About the mechanism of interference of silver staining with peptide mass spectrometry
Sophie Richert (IPHC), Sylvie Luche (BECP), Mireille Chevallet (BECP),, Alain Van Dorsselaer (IPHC), Emmanuelle Leize-Wagner (IPHC), Thierry, Rabilloud (BECP, LCBM)

TL;DR
This study investigates how silver staining interferes with peptide mass spectrometry and introduces a formaldehyde-free staining method that improves peptide detection but increases background noise.
Contribution
A novel formaldehyde-free silver staining protocol was developed, reducing interference with mass spectrometry and enhancing peptide coverage.

# SOURCE DATA:
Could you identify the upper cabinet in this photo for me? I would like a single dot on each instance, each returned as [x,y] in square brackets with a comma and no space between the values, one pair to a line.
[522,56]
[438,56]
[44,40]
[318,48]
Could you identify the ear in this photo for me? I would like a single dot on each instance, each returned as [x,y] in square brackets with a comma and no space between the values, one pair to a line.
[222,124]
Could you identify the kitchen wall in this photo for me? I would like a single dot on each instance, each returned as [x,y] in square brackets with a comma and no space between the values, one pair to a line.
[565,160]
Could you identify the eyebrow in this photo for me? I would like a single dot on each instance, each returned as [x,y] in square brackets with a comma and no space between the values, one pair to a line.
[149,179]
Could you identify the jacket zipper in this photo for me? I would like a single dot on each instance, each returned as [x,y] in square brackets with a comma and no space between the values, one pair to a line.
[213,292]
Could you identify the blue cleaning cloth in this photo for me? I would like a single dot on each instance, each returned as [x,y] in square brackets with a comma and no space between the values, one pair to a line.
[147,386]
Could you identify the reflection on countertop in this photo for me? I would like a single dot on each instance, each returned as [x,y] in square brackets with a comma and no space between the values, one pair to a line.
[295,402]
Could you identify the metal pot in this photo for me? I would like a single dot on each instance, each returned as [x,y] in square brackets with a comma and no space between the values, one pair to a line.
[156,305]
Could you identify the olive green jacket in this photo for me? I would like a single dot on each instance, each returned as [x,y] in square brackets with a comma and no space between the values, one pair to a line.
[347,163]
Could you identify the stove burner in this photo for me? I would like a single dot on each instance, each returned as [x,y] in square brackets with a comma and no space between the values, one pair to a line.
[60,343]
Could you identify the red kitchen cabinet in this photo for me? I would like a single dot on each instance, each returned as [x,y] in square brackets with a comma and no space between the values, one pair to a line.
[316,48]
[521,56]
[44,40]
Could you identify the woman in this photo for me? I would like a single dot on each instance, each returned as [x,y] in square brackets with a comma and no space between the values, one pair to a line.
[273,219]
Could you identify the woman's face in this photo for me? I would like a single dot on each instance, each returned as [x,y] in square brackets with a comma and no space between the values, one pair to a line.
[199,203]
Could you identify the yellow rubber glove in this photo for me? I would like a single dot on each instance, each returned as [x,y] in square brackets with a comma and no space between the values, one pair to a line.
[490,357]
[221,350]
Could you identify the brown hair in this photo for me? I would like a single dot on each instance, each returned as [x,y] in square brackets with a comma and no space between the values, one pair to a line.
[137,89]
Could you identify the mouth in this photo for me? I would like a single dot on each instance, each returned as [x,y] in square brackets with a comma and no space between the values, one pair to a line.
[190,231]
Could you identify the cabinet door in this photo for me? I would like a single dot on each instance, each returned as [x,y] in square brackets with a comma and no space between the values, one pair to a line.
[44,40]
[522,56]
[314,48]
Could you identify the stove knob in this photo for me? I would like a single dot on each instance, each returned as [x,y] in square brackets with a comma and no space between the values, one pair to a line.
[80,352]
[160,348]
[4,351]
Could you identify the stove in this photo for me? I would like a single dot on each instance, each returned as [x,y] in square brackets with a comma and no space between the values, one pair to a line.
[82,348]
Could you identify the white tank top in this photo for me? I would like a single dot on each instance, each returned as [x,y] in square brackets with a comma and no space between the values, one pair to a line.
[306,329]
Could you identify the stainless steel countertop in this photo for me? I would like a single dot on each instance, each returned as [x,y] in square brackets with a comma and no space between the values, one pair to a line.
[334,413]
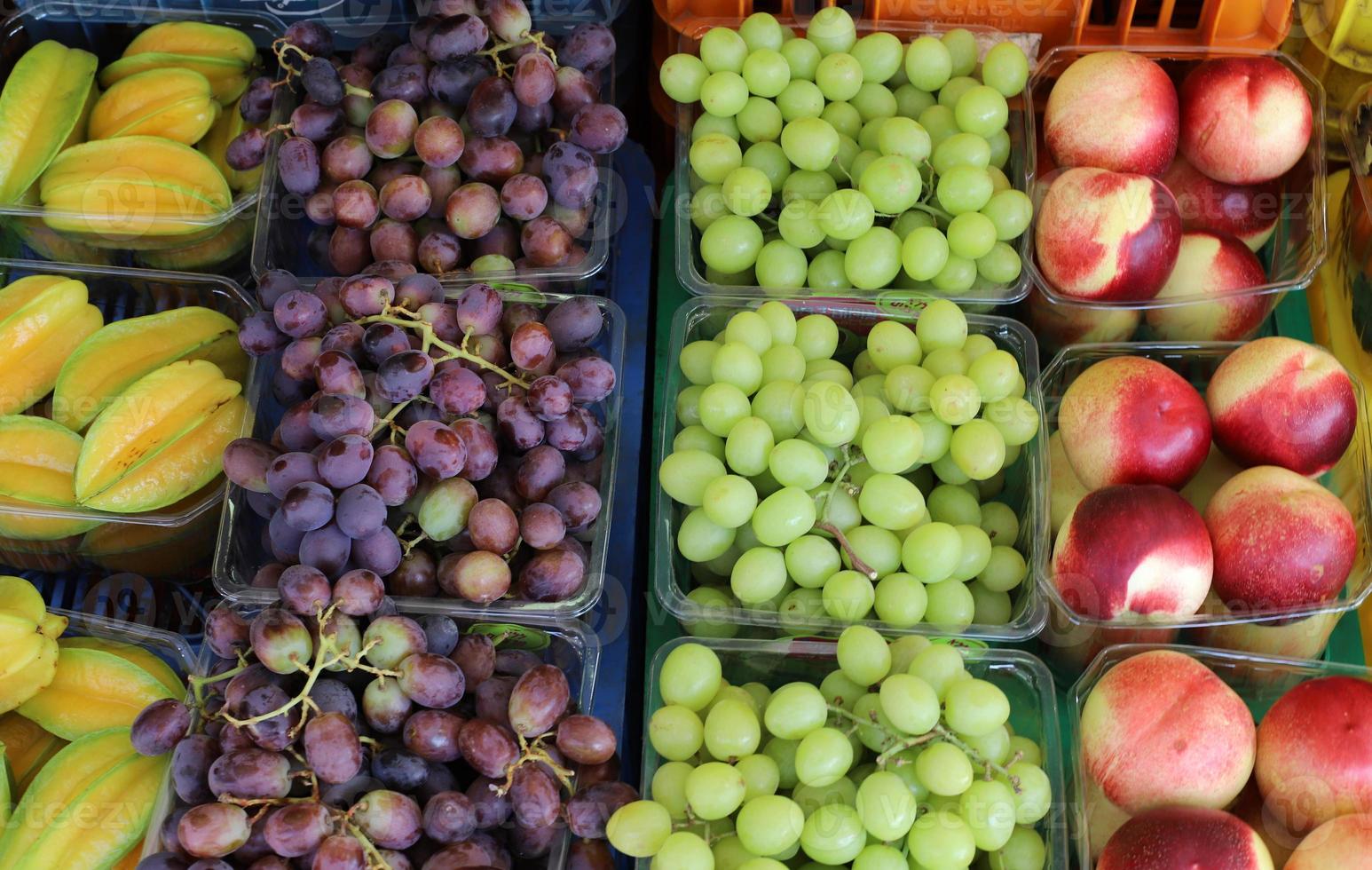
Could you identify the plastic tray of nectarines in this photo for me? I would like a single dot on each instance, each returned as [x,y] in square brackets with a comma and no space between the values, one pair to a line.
[1242,173]
[1226,758]
[1226,565]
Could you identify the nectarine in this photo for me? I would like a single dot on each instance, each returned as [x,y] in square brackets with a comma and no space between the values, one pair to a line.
[1133,420]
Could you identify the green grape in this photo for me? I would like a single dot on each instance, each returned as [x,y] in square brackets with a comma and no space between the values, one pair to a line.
[766,72]
[714,156]
[731,243]
[964,188]
[683,851]
[863,655]
[911,100]
[910,704]
[955,88]
[891,184]
[675,733]
[900,600]
[781,404]
[1000,265]
[930,552]
[714,791]
[1017,419]
[784,516]
[770,824]
[924,253]
[982,110]
[797,463]
[927,63]
[879,55]
[844,118]
[723,93]
[873,258]
[833,834]
[979,450]
[1024,851]
[832,29]
[685,474]
[811,560]
[1010,213]
[846,214]
[723,50]
[1005,570]
[640,829]
[990,811]
[801,57]
[904,138]
[970,235]
[990,608]
[940,123]
[800,99]
[1005,69]
[682,75]
[793,711]
[711,125]
[954,399]
[804,184]
[759,121]
[758,575]
[891,501]
[874,102]
[781,265]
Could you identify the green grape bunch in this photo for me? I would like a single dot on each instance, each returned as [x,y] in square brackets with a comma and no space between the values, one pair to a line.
[833,162]
[829,490]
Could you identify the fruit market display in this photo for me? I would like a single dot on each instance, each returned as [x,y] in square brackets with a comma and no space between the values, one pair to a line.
[1175,767]
[344,734]
[824,486]
[1165,194]
[897,755]
[73,789]
[833,162]
[429,447]
[1163,526]
[110,154]
[475,146]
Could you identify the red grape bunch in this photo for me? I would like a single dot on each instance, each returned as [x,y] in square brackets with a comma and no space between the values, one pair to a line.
[471,147]
[431,447]
[344,736]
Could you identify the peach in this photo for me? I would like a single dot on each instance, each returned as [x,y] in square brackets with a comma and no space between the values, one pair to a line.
[1344,842]
[1133,420]
[1103,235]
[1281,540]
[1279,401]
[1115,110]
[1314,752]
[1161,729]
[1243,120]
[1218,269]
[1062,323]
[1246,211]
[1184,839]
[1132,550]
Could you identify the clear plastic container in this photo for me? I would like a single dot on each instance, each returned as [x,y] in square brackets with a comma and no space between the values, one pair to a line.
[1033,704]
[673,578]
[106,29]
[1070,640]
[1258,679]
[240,552]
[570,646]
[166,542]
[1020,169]
[1297,246]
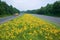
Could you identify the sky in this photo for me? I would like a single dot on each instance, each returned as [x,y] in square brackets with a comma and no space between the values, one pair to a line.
[24,5]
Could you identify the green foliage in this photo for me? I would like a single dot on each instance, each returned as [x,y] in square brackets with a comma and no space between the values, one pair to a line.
[49,9]
[7,10]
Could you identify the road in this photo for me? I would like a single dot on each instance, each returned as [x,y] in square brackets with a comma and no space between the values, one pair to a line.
[55,20]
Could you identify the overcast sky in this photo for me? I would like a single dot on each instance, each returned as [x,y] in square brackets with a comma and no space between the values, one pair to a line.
[28,4]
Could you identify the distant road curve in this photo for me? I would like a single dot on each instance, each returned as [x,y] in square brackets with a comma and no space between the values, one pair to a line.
[55,20]
[5,19]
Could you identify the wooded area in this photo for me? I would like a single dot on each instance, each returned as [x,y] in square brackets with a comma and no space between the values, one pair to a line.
[49,9]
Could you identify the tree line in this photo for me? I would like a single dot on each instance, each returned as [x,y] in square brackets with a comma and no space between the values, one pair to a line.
[49,9]
[5,9]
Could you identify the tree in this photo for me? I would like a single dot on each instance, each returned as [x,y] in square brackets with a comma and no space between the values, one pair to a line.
[56,8]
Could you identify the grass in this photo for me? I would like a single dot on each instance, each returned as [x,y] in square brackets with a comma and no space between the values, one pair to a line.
[28,27]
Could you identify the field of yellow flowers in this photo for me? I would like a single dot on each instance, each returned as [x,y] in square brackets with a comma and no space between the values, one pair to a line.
[28,27]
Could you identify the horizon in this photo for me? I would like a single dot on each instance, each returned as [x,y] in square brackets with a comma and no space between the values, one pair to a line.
[24,5]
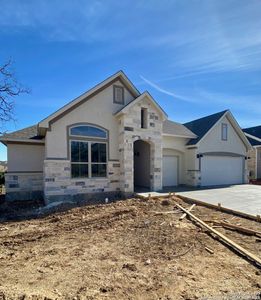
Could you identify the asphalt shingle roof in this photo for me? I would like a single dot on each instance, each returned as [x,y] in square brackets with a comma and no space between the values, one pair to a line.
[28,133]
[201,126]
[253,142]
[255,131]
[175,128]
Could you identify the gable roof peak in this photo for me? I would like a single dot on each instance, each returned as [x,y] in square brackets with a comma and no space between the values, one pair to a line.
[202,125]
[120,75]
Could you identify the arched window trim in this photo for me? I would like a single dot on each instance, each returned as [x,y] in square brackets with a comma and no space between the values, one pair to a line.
[88,136]
[90,140]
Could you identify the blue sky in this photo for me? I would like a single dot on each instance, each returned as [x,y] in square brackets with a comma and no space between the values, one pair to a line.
[196,57]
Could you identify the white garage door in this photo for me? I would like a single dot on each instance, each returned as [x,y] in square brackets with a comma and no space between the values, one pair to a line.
[219,170]
[170,170]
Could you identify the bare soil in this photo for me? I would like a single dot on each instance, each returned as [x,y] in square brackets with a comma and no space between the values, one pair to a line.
[124,250]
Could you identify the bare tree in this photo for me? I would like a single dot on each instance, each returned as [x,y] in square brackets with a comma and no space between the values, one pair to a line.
[9,89]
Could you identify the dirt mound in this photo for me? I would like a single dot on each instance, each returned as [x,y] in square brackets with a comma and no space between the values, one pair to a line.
[124,250]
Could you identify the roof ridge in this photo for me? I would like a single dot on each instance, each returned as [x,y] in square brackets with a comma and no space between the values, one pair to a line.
[218,113]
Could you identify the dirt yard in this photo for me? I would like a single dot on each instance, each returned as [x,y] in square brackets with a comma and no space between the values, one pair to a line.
[124,250]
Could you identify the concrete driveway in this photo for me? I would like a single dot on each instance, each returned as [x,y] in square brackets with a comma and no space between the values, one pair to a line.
[245,197]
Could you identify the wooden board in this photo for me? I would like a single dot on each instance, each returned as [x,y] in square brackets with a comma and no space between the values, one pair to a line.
[225,239]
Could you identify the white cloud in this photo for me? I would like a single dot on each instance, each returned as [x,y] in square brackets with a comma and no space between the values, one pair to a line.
[166,92]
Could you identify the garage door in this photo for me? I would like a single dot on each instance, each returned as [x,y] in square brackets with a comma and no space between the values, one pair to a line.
[219,170]
[170,170]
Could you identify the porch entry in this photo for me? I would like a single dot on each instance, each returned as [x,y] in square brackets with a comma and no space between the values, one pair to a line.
[170,170]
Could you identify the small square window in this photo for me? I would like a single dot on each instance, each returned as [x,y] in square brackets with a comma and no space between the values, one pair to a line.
[144,118]
[118,94]
[224,132]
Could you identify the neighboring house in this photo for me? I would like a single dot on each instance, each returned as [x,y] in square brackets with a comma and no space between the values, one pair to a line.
[113,139]
[253,134]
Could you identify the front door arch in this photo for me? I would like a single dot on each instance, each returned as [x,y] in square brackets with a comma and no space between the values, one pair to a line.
[141,164]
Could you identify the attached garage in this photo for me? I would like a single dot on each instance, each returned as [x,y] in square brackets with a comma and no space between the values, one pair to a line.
[170,170]
[222,170]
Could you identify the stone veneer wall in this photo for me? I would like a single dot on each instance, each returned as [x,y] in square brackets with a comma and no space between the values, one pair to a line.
[59,186]
[24,186]
[129,132]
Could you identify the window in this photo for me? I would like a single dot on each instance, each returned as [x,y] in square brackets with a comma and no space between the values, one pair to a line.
[144,118]
[88,159]
[99,158]
[91,131]
[224,132]
[79,159]
[118,94]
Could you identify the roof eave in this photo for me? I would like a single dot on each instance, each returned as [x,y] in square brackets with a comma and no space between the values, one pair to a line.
[178,135]
[26,141]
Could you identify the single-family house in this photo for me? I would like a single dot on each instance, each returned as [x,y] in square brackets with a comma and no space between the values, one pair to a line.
[113,139]
[253,135]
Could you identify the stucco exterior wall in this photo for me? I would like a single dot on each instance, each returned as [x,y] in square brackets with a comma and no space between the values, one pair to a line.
[98,110]
[24,180]
[213,142]
[258,154]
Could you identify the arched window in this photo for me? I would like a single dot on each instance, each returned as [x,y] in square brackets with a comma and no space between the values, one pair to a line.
[88,156]
[88,131]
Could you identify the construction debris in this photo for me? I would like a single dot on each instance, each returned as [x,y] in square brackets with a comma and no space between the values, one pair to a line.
[209,250]
[224,239]
[237,228]
[184,215]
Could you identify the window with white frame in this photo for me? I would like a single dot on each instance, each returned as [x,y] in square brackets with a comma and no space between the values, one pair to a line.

# TASK 1:
Decide whether each of these statements agrees with the silver staining summary, answering yes or no and quoting the deciding words: (a) The new staining method increases background noise. (b) The new staining protocol relies on formaldehyde. (c) The new protocol reduces interference with mass spectrometry.
# TASK 2:
Extend the silver staining summary past its last sentence.

# RESULT 1:
(a) Yes: "improves peptide detection but increases background noise."
(b) No: "A novel formaldehyde-free silver staining protocol was developed"
(c) Yes: "reducing interference with mass spectrometry"

# RESULT 2:
Findings
Interference increases with time after staining
Formaldehyde plays a key role in interference
New protocol improves peptide coverage
Abstract
The mechanism by which silver staining of proteins in polyacrylamide gels interferes with mass spectrometry of peptides produced by proteolysis has been investigated. It was demonstrated that this interference increases with time between silver staining and gel processing, although the silver image is constant. This suggested an important role of the formaldehyde used in silver staining development in this interference process. Consequently, a formaldehyde-free staining protocol has been devised, using carbohydrazide as the developing agent. This protocol showed much increased peptide coverage and retained the sensitivity of silver staining. These results were however obtained at the expense of an increased background in the stained gels and of a reduced staining homogeneity.